AIM OF THE EXERCISE → In the passage below about Reigle's aims for FE, what plan is given for achieving those aims?

*** TEXT PROVIDED Section Begins ***

On this point, Reigle says: "We want to make sure that it's continually attractive to new entrants and to the folks already within it, so they'll shape those inputs that determine [a sustainable business model] in terms of the technical regulations and the sporting regulations - I'm a big believer in that."
That's the stable harmony box ticked, but with that must come a precise vision and a firm hand to ensure it is enacted.
So, here are the aims now Reigle is in charge: strengthen and grow FE.
"First of all we have to consolidate the success we've had, which is making sure that the cities we have signed up find it to be a really compelling value proposition. That the teams we're serving their goals, that the OEMS are coming in for the right reasons, that the drivers feel that it's a really compelling championship to compete in," he explains. "Then if you come back to like the core purpose, accelerating the adoption of EV."
And here's the plan to achieve those goals: improve the FE product and take it to new audiences.
"We need to continue to innovate on the product," Reigle adds. "We need to make sure more people are watching, we need to improve the distribution, we need to be in more markets. There are some fairly big geographies where we are not operating or we already are but perhaps we should be more deeply penetrated.
"I don't have a magic wand, but I'm very confident that we've got a long way to go in terms of increasing the visibility of the championship and we're going to be really focused on executing it."

*** TEXT PROVIDED Section Ends ***
*** DATA SHOWN Section Begins ***

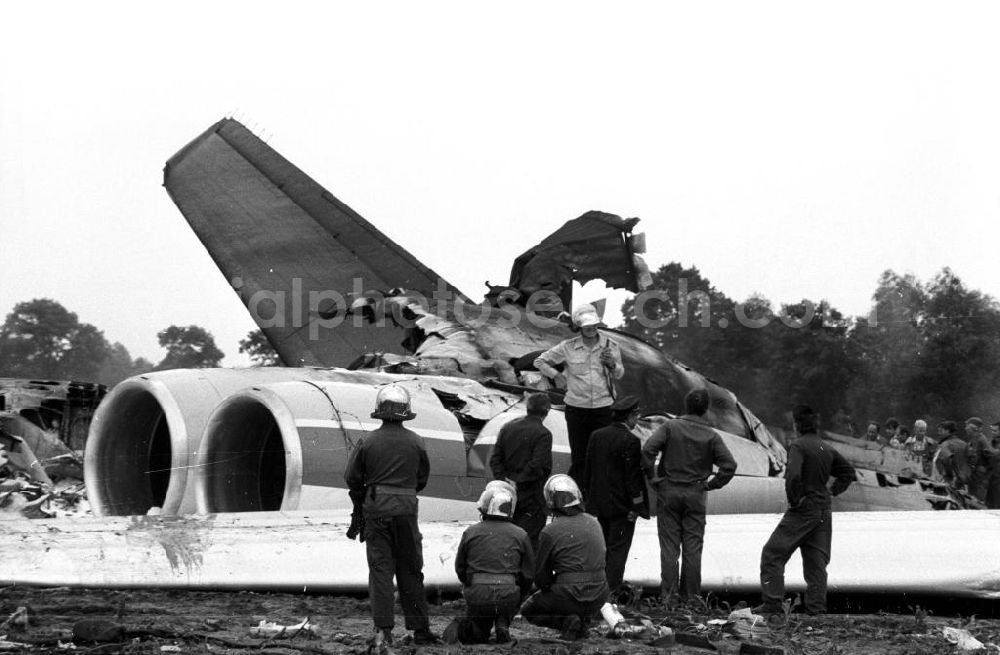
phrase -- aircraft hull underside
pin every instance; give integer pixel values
(307, 551)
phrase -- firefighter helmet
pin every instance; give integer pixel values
(498, 500)
(561, 492)
(393, 404)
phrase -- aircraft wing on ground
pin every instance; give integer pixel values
(296, 255)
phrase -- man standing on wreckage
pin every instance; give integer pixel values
(385, 471)
(593, 364)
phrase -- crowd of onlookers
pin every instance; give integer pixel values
(967, 458)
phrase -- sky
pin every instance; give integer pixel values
(790, 149)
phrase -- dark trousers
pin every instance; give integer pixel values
(993, 491)
(680, 524)
(529, 514)
(486, 605)
(395, 548)
(807, 527)
(618, 532)
(580, 423)
(551, 607)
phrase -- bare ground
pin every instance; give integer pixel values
(219, 622)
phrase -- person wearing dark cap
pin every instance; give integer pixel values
(614, 488)
(806, 525)
(982, 458)
(690, 447)
(951, 463)
(522, 456)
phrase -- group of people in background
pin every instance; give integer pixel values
(559, 573)
(967, 458)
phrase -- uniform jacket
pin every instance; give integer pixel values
(811, 463)
(523, 453)
(613, 484)
(952, 461)
(391, 457)
(493, 546)
(572, 544)
(587, 383)
(690, 448)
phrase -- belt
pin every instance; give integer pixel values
(492, 578)
(389, 490)
(693, 483)
(569, 577)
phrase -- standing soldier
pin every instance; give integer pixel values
(806, 524)
(614, 487)
(592, 364)
(386, 470)
(951, 463)
(523, 457)
(993, 492)
(689, 447)
(982, 458)
(569, 569)
(496, 565)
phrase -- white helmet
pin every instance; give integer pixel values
(498, 500)
(586, 316)
(561, 492)
(393, 404)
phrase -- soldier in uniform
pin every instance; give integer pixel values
(806, 524)
(569, 569)
(496, 565)
(593, 363)
(690, 448)
(613, 485)
(951, 463)
(386, 470)
(982, 458)
(523, 457)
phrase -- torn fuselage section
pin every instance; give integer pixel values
(597, 245)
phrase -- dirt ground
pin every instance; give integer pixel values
(220, 622)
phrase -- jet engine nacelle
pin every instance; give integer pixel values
(145, 435)
(286, 445)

*** DATA SHOWN Section Ends ***

OUTPUT FOR THIS TASK → The plan is to improve the FE product and take it to new audiences.